A run of data:
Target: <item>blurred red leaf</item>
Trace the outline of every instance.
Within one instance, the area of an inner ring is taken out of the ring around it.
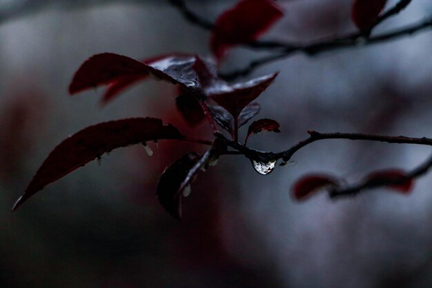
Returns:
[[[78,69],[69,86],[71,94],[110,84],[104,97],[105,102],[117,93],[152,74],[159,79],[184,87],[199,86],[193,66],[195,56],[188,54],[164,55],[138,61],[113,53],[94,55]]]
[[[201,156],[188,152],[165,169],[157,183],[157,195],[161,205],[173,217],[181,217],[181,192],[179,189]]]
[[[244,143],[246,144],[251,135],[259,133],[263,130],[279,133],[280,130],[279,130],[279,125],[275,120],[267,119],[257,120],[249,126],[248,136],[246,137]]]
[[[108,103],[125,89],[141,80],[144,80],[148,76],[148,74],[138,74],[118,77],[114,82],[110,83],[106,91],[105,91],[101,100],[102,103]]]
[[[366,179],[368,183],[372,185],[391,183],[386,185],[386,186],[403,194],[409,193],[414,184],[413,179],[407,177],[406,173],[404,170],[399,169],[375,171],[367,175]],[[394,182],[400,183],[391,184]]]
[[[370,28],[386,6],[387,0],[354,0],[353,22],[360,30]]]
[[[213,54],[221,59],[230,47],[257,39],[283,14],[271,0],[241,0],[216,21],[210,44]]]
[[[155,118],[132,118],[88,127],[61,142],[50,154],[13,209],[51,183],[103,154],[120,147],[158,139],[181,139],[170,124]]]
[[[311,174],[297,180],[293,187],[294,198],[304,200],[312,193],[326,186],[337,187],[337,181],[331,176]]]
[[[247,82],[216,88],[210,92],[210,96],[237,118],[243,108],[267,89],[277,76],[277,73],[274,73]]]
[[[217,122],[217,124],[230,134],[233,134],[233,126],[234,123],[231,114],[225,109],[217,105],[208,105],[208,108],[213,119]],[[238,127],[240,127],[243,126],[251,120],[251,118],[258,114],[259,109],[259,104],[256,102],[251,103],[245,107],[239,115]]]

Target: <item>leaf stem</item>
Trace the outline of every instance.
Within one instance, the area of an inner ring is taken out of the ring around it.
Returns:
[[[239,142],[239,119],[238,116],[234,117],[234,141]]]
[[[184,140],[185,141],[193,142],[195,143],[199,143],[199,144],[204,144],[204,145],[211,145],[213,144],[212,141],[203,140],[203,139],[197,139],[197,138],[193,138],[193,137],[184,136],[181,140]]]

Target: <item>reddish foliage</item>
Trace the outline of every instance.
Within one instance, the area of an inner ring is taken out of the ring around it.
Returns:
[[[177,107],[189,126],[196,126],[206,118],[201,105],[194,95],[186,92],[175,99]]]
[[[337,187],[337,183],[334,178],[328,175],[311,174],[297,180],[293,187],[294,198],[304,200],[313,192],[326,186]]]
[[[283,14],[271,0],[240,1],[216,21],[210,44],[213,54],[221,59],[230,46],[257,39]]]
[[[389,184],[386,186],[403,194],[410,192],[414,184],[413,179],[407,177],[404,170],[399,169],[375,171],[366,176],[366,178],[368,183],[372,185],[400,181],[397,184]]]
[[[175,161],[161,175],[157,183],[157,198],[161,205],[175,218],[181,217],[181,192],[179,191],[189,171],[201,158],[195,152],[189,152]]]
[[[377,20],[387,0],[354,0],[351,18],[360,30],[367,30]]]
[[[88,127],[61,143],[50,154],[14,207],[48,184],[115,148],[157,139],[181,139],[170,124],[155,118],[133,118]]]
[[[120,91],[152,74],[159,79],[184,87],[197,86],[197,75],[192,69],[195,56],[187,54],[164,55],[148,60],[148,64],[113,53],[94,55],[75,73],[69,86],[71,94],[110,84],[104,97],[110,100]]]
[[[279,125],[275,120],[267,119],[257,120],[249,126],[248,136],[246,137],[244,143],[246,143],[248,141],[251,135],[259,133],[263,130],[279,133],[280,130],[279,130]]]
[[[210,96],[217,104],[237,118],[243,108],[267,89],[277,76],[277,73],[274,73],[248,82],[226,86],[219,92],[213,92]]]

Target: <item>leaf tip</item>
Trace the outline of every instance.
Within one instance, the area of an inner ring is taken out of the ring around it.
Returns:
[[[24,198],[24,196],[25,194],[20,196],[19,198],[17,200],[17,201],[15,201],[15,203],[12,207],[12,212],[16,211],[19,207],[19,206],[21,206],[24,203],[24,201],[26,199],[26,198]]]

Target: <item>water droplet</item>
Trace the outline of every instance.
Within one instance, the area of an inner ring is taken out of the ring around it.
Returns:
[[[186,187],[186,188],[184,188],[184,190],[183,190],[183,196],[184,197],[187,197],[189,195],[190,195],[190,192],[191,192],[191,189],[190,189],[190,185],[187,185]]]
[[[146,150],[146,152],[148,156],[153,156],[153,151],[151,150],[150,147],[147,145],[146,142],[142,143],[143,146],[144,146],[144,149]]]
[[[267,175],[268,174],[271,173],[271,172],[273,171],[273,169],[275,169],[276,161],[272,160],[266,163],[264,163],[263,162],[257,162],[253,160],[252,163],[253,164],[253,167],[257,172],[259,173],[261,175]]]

WHAT THIS TASK INVOLVES: Can you copy the data above line for line, with no changes, omitting the pictures?

OUTPUT FOR THIS TASK:
Target: <item>blurred red leaf</item>
Trace the outline of every instance.
Within one instance, the area of an inner ring is taken out of the ring around it.
Returns:
[[[78,69],[69,86],[71,94],[110,84],[104,97],[105,102],[117,93],[152,74],[159,79],[184,87],[199,86],[193,66],[195,56],[188,54],[164,55],[138,61],[113,53],[94,55]]]
[[[201,156],[188,152],[165,169],[157,183],[157,195],[161,205],[173,217],[181,217],[181,192],[179,189]]]
[[[244,143],[246,144],[251,135],[259,133],[263,130],[279,133],[280,130],[279,130],[279,125],[275,120],[267,119],[257,120],[249,126],[248,136],[246,137]]]
[[[108,103],[125,89],[141,80],[144,80],[148,76],[148,74],[138,74],[118,77],[114,82],[110,83],[106,91],[105,91],[101,100],[102,103]]]
[[[366,179],[368,183],[372,185],[391,183],[386,185],[386,186],[403,194],[409,193],[414,184],[413,179],[407,177],[406,173],[404,170],[399,169],[375,171],[367,175]],[[394,182],[400,183],[391,184]]]
[[[370,28],[386,6],[387,0],[354,0],[353,22],[360,30]]]
[[[213,54],[221,59],[230,47],[257,39],[283,14],[271,0],[241,0],[216,21],[210,44]]]
[[[155,118],[132,118],[88,127],[61,142],[50,154],[13,209],[51,183],[103,154],[120,147],[158,139],[181,139],[170,124]]]
[[[311,174],[297,180],[293,187],[294,198],[304,200],[312,193],[326,186],[337,187],[337,181],[331,176]]]
[[[247,82],[216,88],[210,92],[210,96],[237,118],[243,108],[267,89],[277,76],[277,73],[274,73]]]
[[[217,122],[217,124],[230,134],[233,134],[233,126],[234,123],[231,114],[225,109],[217,105],[208,105],[208,108],[213,119]],[[238,127],[240,127],[243,126],[251,120],[251,118],[258,114],[259,109],[259,104],[256,102],[251,103],[245,107],[239,115]]]

Target: <item>leaf stem</item>
Trace the outline of every instance.
Within one instance, the area of an inner ring is taken out of the ring around it.
Returns:
[[[239,142],[239,119],[238,116],[234,117],[234,141]]]
[[[184,140],[185,141],[193,142],[195,143],[199,143],[199,144],[204,144],[204,145],[211,145],[213,144],[212,141],[203,140],[203,139],[197,139],[197,138],[193,138],[193,137],[184,136],[181,140]]]

Target: <item>reddish foliage</item>
Trace the outline of every instance.
Within one instance, the area of an inner ring is taken out of the ring around it.
Returns:
[[[177,107],[189,126],[196,126],[206,118],[201,105],[194,95],[186,92],[175,99]]]
[[[337,187],[337,183],[334,178],[328,175],[311,174],[297,180],[293,187],[294,198],[304,200],[313,192],[326,186]]]
[[[283,14],[271,0],[240,1],[216,21],[210,44],[213,54],[221,59],[230,46],[257,39]]]
[[[389,184],[386,186],[403,194],[410,192],[414,184],[413,179],[407,177],[404,170],[399,169],[375,171],[366,176],[366,178],[368,183],[372,185],[400,181],[397,184]]]
[[[175,161],[161,175],[157,183],[157,198],[161,205],[175,218],[181,217],[181,192],[179,191],[189,171],[201,158],[195,152],[189,152]]]
[[[377,20],[387,0],[354,0],[351,18],[360,30],[367,30]]]
[[[88,127],[61,143],[50,154],[14,207],[48,184],[115,148],[157,139],[181,139],[170,124],[155,118],[133,118]]]
[[[120,91],[152,74],[159,79],[184,87],[197,86],[197,75],[192,69],[195,56],[187,54],[164,55],[148,60],[148,64],[113,53],[94,55],[75,73],[69,86],[71,94],[110,84],[104,97],[110,100]]]
[[[279,125],[275,120],[267,119],[257,120],[249,126],[248,136],[246,137],[244,143],[246,143],[248,141],[251,135],[259,133],[263,130],[279,133],[280,130],[279,130]]]
[[[210,96],[217,104],[237,118],[243,108],[267,89],[277,76],[277,73],[274,73],[248,82],[226,86],[219,92],[213,92]]]

Target: <item>leaf tip</item>
Trace the outline of every instance.
Within one instance, the area of an inner ring is taken out of the ring around it.
Returns:
[[[24,198],[24,196],[25,194],[20,196],[19,198],[17,200],[17,201],[15,201],[15,203],[12,207],[12,212],[16,211],[19,207],[19,206],[21,206],[24,203],[24,201],[26,199],[26,198]]]

Target: <item>water droplet</item>
Trace the outline of every instance.
Within one instance, the area of an inner ring is taken out of the ring around it.
Returns:
[[[186,187],[186,188],[184,188],[184,190],[183,190],[183,196],[184,197],[187,197],[189,195],[190,195],[190,192],[191,192],[191,189],[190,189],[190,185],[187,185]]]
[[[146,150],[146,152],[148,156],[153,156],[153,151],[151,150],[150,147],[147,145],[146,142],[142,143],[143,146],[144,146],[144,149]]]
[[[267,175],[268,174],[271,173],[271,172],[273,171],[273,169],[275,169],[276,161],[272,160],[266,163],[264,163],[263,162],[257,162],[253,160],[252,163],[253,164],[253,167],[257,172],[259,173],[261,175]]]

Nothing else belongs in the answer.